Extracted text ->
+--

1) Does receiving an Adjournment in Contemplation of Dismissal (CPL 170.55) for a “Misdemeanor Crime of Domestic Violence” activate a Firearms Prohibition under 18 U.S.C. 921 or 922, or any other applicable Federal Law?

2) Who decides what is a “Conviction” for these purposes? The State in which the case occurred or the Federal Government?

3) Is their any Statutory restrictions in the State of New York that prevent those who have received an Adjournment in Contemplation of Dismissal from legally possessing Firearms or Ammunition?

You are asking about an ADJOURNMENT in contemplation of DISMISSAL. Notice the highlighted words. Proceedings on the charges are adjourned before trial or guilty plea with the expectation that they will be dismissed after a period of time (6 months to a year). This is spelled out in Criminal Procedure Law § 170.55 (relevant portions reproduced below). By its very nature, a "dismissal" cannot be a conviction, and therefore does not implicate prohibitions that turn on a conviction -- either state or federal.

Of particular note is CPL § 170.55(8), which states: "The granting of an adjournment in contemplation of dismissal shall not be deemed to be a conviction or an admission of guilt. No person shall suffer any disability or forfeiture as a result of such an order. Upon the dismissal of the accusatory instrument pursuant to this section, the arrest and prosecution shall be deemed a nullity and the defendant shall be restored, in contemplation of law, to the status he occupied before his arrest and prosecution."

Clearly, then, a dismissal via ACD is not a conviction under NY state law, and thus it is not considered a conviction for purposes of the federal Gun Control Act or the New York Penal Law. Moreover, the CPL explicitly states that even the arrest is nullified and all rights are restored to where they were before the arrest and prosecution. Thus, even the prohibition under federal law for transfer of a firearm while under indictment is specifically lifted by the dismissal pursuant to an ACD.

This topic has been discussed at length on AllExperts, including how an ACD could affect an application for a New York pistol license. Please do a search on this site for more information on the topic.

+--

Given exercise 1 ->
Rewrite the passage on adjournments in contemplation of dismissal from "2) Who decides" through "state or federal.", replacing "Statutory restrictions" with "legal restrictions".
Given exercise 2 ->
In the text on adjournments in contemplation of dismissal, list each effect that the quoted CPL § 170.55(8) gives to an adjournment in contemplation of dismissal or to the later dismissal.
Given exercise 3 ->
In the text on adjournments in contemplation of dismissal, why does a dismissal through an ACD also lift the federal prohibition on transferring a firearm while under indictment?

+--

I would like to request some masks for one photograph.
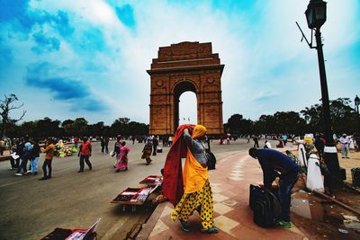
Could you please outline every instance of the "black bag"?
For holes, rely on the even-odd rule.
[[[208,164],[208,170],[214,170],[216,164],[215,156],[212,152],[205,154],[206,163]]]
[[[278,198],[259,186],[250,184],[250,209],[254,211],[254,222],[262,227],[274,227],[282,209]]]

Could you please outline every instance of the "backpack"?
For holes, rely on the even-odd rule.
[[[282,213],[278,198],[253,184],[250,184],[249,205],[254,211],[254,222],[262,227],[275,226]]]

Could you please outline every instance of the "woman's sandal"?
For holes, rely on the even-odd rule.
[[[183,228],[183,230],[186,233],[190,232],[189,227],[187,227],[187,223],[184,220],[179,220],[179,221],[180,221],[181,228]]]
[[[208,229],[202,228],[202,233],[203,233],[203,234],[215,234],[217,232],[219,232],[219,229],[216,227],[212,227]]]

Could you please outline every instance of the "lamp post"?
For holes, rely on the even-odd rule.
[[[341,180],[346,179],[345,169],[340,168],[338,158],[338,150],[334,144],[334,138],[331,131],[330,106],[328,101],[328,84],[325,72],[324,55],[322,52],[321,32],[320,28],[326,22],[327,18],[327,3],[322,0],[310,0],[308,8],[305,11],[306,21],[308,26],[311,30],[315,30],[316,49],[318,50],[319,71],[321,85],[321,100],[324,120],[324,134],[326,139],[326,147],[324,149],[324,161],[328,166],[329,173]],[[325,180],[328,187],[334,186],[334,182],[328,177]]]
[[[357,134],[360,134],[360,116],[359,116],[359,105],[360,105],[360,98],[356,95],[354,99],[355,102],[355,109],[357,112]]]

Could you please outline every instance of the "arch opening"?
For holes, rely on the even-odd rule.
[[[181,124],[197,123],[197,105],[196,87],[193,83],[184,81],[175,86],[174,129]]]

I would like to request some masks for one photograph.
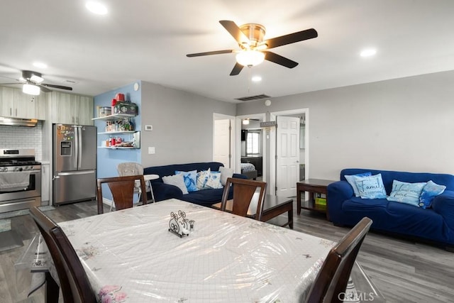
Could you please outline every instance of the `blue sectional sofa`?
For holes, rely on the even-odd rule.
[[[223,166],[223,165],[218,162],[172,164],[170,165],[145,167],[143,169],[143,174],[158,175],[160,176],[159,179],[151,181],[151,186],[156,201],[175,198],[199,205],[210,206],[215,203],[221,202],[223,188],[201,189],[196,192],[189,192],[188,194],[183,194],[183,192],[177,186],[165,184],[162,181],[162,177],[175,175],[177,170],[182,172],[197,170],[197,172],[200,172],[209,168],[211,171],[218,171],[221,166]],[[247,179],[246,176],[240,174],[233,174],[232,177]],[[231,193],[231,194],[233,194],[233,193]]]
[[[345,175],[370,172],[380,173],[387,195],[392,191],[393,180],[426,182],[445,185],[444,192],[435,197],[429,208],[387,199],[362,199],[353,194]],[[454,175],[426,172],[349,168],[340,172],[340,181],[327,188],[328,212],[336,226],[352,226],[364,216],[373,221],[372,229],[429,242],[454,251]]]

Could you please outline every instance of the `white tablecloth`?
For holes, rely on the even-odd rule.
[[[179,210],[189,236],[168,231]],[[177,199],[59,225],[106,302],[299,302],[334,245]]]

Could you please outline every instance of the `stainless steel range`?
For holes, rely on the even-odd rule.
[[[33,149],[0,149],[0,213],[41,205],[41,163]]]

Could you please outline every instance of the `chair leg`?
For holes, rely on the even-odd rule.
[[[60,287],[48,271],[45,272],[45,288],[44,290],[46,303],[58,303]]]

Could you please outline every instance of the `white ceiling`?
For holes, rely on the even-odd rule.
[[[0,83],[31,70],[78,94],[141,79],[236,102],[454,70],[452,0],[100,1],[106,16],[84,0],[1,0]],[[186,57],[238,49],[219,20],[262,24],[265,38],[310,28],[319,37],[272,50],[298,62],[293,69],[265,61],[229,76],[234,54]],[[370,47],[375,57],[360,57]]]

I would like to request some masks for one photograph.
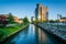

+--

Full solution 1 ->
2) Who decides what is a “Conviction” for these purposes? The State in which the case occurred or the Federal Government?

3) Is their any legal restrictions in the State of New York that prevent those who have received an Adjournment in Contemplation of Dismissal from legally possessing Firearms or Ammunition?

You are asking about an ADJOURNMENT in contemplation of DISMISSAL. Notice the highlighted words. Proceedings on the charges are adjourned before trial or guilty plea with the expectation that they will be dismissed after a period of time (6 months to a year). This is spelled out in Criminal Procedure Law § 170.55 (relevant portions reproduced below). By its very nature, a "dismissal" cannot be a conviction, and therefore does not implicate prohibitions that turn on a conviction -- either state or federal.

Full solution 2 ->
- Granting the adjournment is not deemed a conviction.
- Granting the adjournment is not deemed an admission of guilt.
- No person suffers any disability or forfeiture as a result of the order.
- Once the accusatory instrument is dismissed, the arrest and prosecution are deemed a nullity.
- The defendant is restored, in contemplation of law, to the status occupied before the arrest and prosecution.

Full solution 3 ->
The CPL explicitly states that even the arrest is nullified once the case is dismissed. It also restores all rights to where they stood before the arrest and prosecution.